#### Information supplied

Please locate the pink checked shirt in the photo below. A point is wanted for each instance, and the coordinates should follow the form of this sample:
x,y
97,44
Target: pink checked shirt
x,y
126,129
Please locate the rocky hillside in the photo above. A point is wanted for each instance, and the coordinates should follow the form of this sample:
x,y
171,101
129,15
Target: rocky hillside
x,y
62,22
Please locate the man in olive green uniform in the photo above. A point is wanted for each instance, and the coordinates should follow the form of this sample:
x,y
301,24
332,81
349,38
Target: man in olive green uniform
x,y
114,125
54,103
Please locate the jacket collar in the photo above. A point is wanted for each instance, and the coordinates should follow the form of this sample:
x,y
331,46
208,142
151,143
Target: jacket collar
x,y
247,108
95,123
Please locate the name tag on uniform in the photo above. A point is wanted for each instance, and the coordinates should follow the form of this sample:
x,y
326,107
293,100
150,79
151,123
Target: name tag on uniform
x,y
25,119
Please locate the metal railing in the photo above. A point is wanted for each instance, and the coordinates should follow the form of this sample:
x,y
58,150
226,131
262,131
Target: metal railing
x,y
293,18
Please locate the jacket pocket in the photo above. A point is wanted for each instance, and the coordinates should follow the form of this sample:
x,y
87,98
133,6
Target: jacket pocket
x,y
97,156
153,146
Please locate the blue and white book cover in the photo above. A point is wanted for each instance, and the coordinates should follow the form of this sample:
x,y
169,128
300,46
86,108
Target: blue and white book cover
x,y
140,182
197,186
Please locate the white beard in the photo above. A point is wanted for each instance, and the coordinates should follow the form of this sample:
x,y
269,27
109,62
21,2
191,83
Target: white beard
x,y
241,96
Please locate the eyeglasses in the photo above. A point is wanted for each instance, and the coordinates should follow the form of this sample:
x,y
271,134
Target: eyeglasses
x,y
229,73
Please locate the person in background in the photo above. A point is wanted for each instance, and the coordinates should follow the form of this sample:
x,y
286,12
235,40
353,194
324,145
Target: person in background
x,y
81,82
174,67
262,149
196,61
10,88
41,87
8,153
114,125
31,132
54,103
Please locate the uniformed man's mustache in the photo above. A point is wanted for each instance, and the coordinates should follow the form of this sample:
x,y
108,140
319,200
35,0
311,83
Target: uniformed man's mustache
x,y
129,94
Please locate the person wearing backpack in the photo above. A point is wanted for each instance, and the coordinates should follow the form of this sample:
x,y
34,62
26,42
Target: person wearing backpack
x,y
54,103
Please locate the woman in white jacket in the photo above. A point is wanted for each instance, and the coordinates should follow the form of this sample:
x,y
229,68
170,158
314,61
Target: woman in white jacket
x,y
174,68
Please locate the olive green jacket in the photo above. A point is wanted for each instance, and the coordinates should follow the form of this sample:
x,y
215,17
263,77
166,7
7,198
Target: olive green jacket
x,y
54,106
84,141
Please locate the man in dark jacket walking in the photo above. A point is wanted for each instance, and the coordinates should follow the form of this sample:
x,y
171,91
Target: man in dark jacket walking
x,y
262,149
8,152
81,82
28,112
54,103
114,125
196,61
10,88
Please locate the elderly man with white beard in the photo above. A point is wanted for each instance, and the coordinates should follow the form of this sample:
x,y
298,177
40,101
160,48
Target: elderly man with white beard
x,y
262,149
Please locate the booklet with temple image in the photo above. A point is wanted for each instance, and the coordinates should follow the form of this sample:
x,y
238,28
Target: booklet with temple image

########

Would you give the material above again, complete and exact?

Please locate the pink checked shirt in the photo below. A point is wanted for each instance, and the coordinates should follow the form of this sample:
x,y
97,44
Target: pink checked shirt
x,y
126,129
Please locate the rocky hillside in the photo above. A point is wanted for each instance, and the coordinates should follow the form of this sample:
x,y
171,101
129,15
Target: rocky hillside
x,y
62,22
Please locate the man in olive green uniform in the photo above. A point is wanted for each instance, and the coordinates should follow the form of this sample:
x,y
301,24
332,81
349,38
Target: man in olive green uniform
x,y
114,125
54,103
Please locate the jacket collar in the photo above. A point is wanted for each instance, and the coordinates should follow the form of this sample:
x,y
331,46
208,142
151,143
Target: jacket collar
x,y
247,108
95,123
Please locate the name tag on uniform in the photo above. A point is wanted for each instance, and the coordinates should follow the form of this sample:
x,y
326,107
293,100
150,79
151,123
Target: name tag on uniform
x,y
25,119
Please locate the metal railing in the photo above. A point is wanted for each instance, and the coordinates should follow the form of this sample:
x,y
58,150
226,131
262,131
Target: metal railing
x,y
293,18
Please locate the jacket pocket in the photo above. A point is wanted for each instance, and the coordinates should follow the form of this sample:
x,y
87,98
133,6
Target: jacket pocket
x,y
97,156
153,146
Please locate the blue and white book cover in the photo above. A point is wanted for each instance, and the coordinates should follow the form of this sample:
x,y
169,128
300,46
86,108
Target: blue and white book cover
x,y
140,182
197,186
Please locate the white beard in the photo above. A point is wanted for each instance, and the coordinates should follow the form of this sample:
x,y
269,27
109,62
21,2
191,83
Target: white beard
x,y
241,96
Please locate the eyeglasses in the photo above. A point is wanted for each instance, and the coordinates should follow the form of this sample:
x,y
271,134
Target: eyeglasses
x,y
229,73
Please locate the person in background in the photo above. A point is wanted for each instance, and the coordinates should follow the form of this sample:
x,y
286,12
235,40
353,194
324,145
Target: person in background
x,y
81,82
174,67
262,149
196,61
10,88
41,87
8,153
114,125
31,132
54,103
Please locate the uniformed man's mustache in the photo above. A point is wanted for each instance, and the coordinates should follow the form of this sample:
x,y
108,140
319,200
35,0
311,83
Target: uniformed man's mustache
x,y
129,94
Please locate the person wearing backpack in the photo above. A point is wanted for each instance, and the coordinates should follow the form of this sample:
x,y
34,62
26,42
Target: person wearing backpack
x,y
54,103
Please locate the woman in white jacket in the photo above. A point is wanted for each instance, and the coordinates should follow the form of this sample:
x,y
229,68
170,158
314,61
Target: woman in white jacket
x,y
174,68
Please locate the olive green jacket in the photo above. A point is wanted for each instance, and the coordinates should follow the form of this sample:
x,y
215,17
263,77
166,7
7,198
Target: olive green jacket
x,y
54,106
84,141
Please locate the man in dark jacket walking in the photo above. A point is wanted for each instance, and the coordinates should follow the form of this sample:
x,y
171,91
Target: man in dark jacket walking
x,y
262,149
8,152
81,82
28,112
54,103
114,125
196,61
10,88
Please locate the elderly man with white beard in the photo above. A point is wanted for each instance, and the coordinates should follow the form of this sample:
x,y
298,177
40,101
160,48
Target: elderly man with white beard
x,y
262,149
Please locate the booklet with temple image in the photo above. A point is wanted for each instance, and the coordinates should follow the form of this sample:
x,y
238,28
Target: booklet with temple image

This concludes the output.